#### AUSZUG ZUM LESEN ####

Vorbildliche Wildsäue

Essay von
Fahim Amir
Als der Gegenwartsdiagnostiker Theodor W. Adorno einmal darum gebeten wurde, über ästhetische Normen und Leitbilder der 
Gegenwart zu sprechen, wies er dieses Ansinnen zurück: Das Wort »Leitbild« dürfte mit seiner kommandohaften Tonalität eine 
deutsche Nachkriegserscheinung sein und gehöre darüber hinaus zu konservativer Kulturkritik. Grundsätzlich könne er eine solche 
Frage nur fragmentarisch und außerdem nur als Problem erörtern.

Der für das kulturelle Bewusstsein der Bundesrepublik über seinen Tod hinaus wichtige Philosoph und Soziologe wäre heuer 120 Jahre alt geworden. Auch Adorno ist einmal ein Kind gewesen und blickt in seiner Schrift Parva aesthetica (1967) auf einen Sommer seiner Kindheit zurück und erinnert sich an eine Begebenheit, die wie ein kauziger Eintrag in einem alten Witzblatt wirkt: In Ernsttal war einst eine Respektsperson, die Gattin des Eisenbahnpräsidenten, in einem knallroten Sommerkleid erschienen. Eine gezähmte Wildsau aus Ernsttal hatte daraufhin ihre Zahmheit vergessen, die laut schreiende Dame auf den Rücken genommen und war davongerast. Hätte er ein Leitbild, so wäre es jenes Tier, resümiert Adorno.

#### BEREITGESTELLTE DATENSÄTZE ####

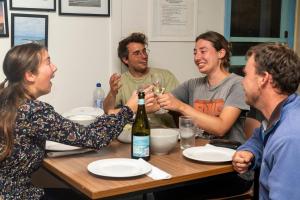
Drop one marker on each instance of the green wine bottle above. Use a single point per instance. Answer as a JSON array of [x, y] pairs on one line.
[[140, 141]]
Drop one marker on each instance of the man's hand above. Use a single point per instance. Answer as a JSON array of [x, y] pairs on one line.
[[241, 161], [114, 83]]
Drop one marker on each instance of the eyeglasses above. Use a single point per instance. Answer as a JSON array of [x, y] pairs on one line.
[[141, 52]]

####

**AUFGABE A:**
Halten Sie aus dem Essay über Adorno und die Wildsau alles von „Der für das“ bis hinunter zu „Tier, resümiert Adorno.“ wortgetreu schriftlich fest.
**AUFGABE B:**
Ergänzen Sie den nächsten Abschnitt des Essays über Adorno und die Wildsau im Anschluss an seinen letzten Satz.

**SCHRIFTLICHE ANTWORT A:**
Der für das kulturelle Bewusstsein der Bundesrepublik über seinen Tod hinaus wichtige Philosoph und Soziologe wäre heuer 120 Jahre alt geworden. Auch Adorno ist einmal ein Kind gewesen und blickt in seiner Schrift Parva aesthetica (1967) auf einen Sommer seiner Kindheit zurück und erinnert sich an eine Begebenheit, die wie ein kauziger Eintrag in einem alten Witzblatt wirkt: In Ernsttal war einst eine Respektsperson, die Gattin des Eisenbahnpräsidenten, in einem knallroten Sommerkleid erschienen. Eine gezähmte Wildsau aus Ernsttal hatte daraufhin ihre Zahmheit vergessen, die laut schreiende Dame auf den Rücken genommen und war davongerast. Hätte er ein Leitbild, so wäre es jenes Tier, resümiert Adorno.

**SCHRIFTLICHE ANTWORT B:**
Schweine hatten ihn bereits in seinen, gemeinsam mit Max Horkheimer verfassten, philosophischen Fragmenten mit dem Titel Dialektik der Aufklärung (1947) beschäftigt. Hier kommt die Rede nämlich auf Homers Erzählung von den Irrfahrten des Odysseus und seiner Begegnung mit der Zauberin Kirke. Nach der Bewältigung gefahrvoller Zwischenstopps bei Lotusesser:innen und dem einäugigen Riesen Polyphem sind Odysseus und seine Gefährten schließlich auf der Insel der Kirke gelandet. Hier erliegt Odysseus’ Truppe Kirkes Reizen, kostet von dargereichtem Speis und Trank – und verwandelt sich prompt in Schweine.

Zum Schwein zu werden heißt in der Lektüre der kritischen Theoretiker zunächst, sich gänzlich einem als animalisch verstandenen Begehren zu ergeben. Die Gefahr bestehe nicht im Verlust des Lebens, wie bei anderen Abenteuern, sondern im Verlust der Autonomie. Kein Schwein zu werden bedürfe hingegen eines listigen Verstands.

Über ausreichend Verschlagenheit verfügt in der Homerschen Geschichte nur der willensstarke Odysseus, dem es gelingt, Kirke die Rückverwandlung seiner Getreuen abzupressen. Diese sind danach sogar allesamt schöner und anmutiger anzusehen als zuvor, aber von Dankbarkeit ist bei ihnen keine Spur erkennbar. Im Gegenteil, sie sind voller Wehmut und Klage über den Verlust des Glücks, ein Schwein zu sein. Vielleicht war es diese Stelle bei Homer, die den Philosophen der Nützlichkeit, John Stuart Mill, 1863 zu seinen berühmten Worten gereizt hatte, dass es besser ist, ein unzufriedener Mensch zu sein als ein zufriedenes Schwein; besser ein unzufriedener Sokrates als ein zufriedener Narr.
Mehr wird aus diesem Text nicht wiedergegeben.